### GOAL
Return the entries below from the line with "Guideline: for every instance of the bush, drop" up to and including the line with "column 52, row 177", copying each line word for word.

---------- PROVIDED MATERIAL

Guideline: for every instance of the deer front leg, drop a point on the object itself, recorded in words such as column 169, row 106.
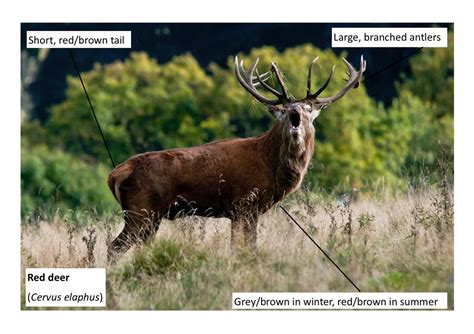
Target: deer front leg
column 244, row 232
column 138, row 229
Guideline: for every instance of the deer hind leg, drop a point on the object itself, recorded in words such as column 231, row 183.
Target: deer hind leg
column 138, row 229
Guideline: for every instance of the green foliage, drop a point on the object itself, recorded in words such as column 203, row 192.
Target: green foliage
column 143, row 105
column 426, row 99
column 50, row 176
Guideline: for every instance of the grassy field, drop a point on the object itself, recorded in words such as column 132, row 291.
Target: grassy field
column 394, row 244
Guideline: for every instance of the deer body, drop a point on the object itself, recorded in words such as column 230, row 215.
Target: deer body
column 238, row 179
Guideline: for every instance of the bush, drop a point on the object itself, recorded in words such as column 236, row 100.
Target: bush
column 52, row 177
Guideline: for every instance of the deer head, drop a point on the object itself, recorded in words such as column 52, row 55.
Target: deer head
column 295, row 115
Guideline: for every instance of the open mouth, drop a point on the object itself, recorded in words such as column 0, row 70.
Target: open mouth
column 295, row 121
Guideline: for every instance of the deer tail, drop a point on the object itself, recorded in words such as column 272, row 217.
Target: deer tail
column 116, row 177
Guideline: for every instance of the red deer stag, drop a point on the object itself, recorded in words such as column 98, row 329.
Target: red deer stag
column 239, row 179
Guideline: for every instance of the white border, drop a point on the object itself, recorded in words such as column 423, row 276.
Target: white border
column 235, row 11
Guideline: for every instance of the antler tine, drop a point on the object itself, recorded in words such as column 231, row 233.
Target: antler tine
column 264, row 84
column 284, row 93
column 264, row 77
column 324, row 86
column 310, row 75
column 246, row 79
column 352, row 82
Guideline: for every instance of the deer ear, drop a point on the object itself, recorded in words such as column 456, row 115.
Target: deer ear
column 316, row 110
column 276, row 112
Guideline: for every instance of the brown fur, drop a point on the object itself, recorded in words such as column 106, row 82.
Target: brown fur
column 234, row 178
column 238, row 179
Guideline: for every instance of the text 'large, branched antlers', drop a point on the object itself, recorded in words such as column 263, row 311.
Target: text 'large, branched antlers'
column 250, row 82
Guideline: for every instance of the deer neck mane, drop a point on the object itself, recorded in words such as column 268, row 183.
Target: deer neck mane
column 289, row 159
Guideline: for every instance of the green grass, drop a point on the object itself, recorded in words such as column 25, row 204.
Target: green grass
column 398, row 244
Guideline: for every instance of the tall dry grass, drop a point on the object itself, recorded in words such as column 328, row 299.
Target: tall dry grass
column 398, row 244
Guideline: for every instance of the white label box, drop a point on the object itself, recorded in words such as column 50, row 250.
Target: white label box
column 340, row 300
column 78, row 39
column 389, row 37
column 65, row 287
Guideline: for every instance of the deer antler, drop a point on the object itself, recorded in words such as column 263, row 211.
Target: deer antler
column 246, row 79
column 352, row 82
column 250, row 82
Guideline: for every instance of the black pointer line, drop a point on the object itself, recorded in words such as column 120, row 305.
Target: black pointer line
column 322, row 250
column 92, row 108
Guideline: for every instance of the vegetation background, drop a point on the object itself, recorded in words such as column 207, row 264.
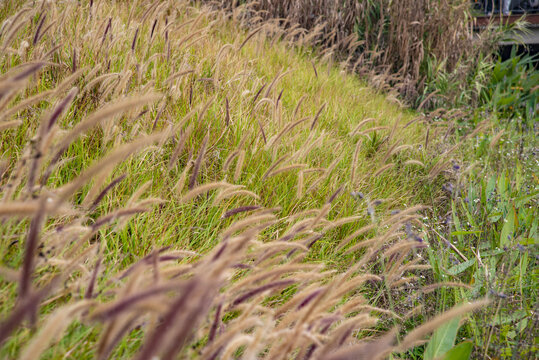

--------------------

### ANSWER FOR THIS EXERCISE
Guideline: for every instance of the bush, drop a point on the object itself, recorded in words such as column 236, row 100.
Target: bush
column 52, row 177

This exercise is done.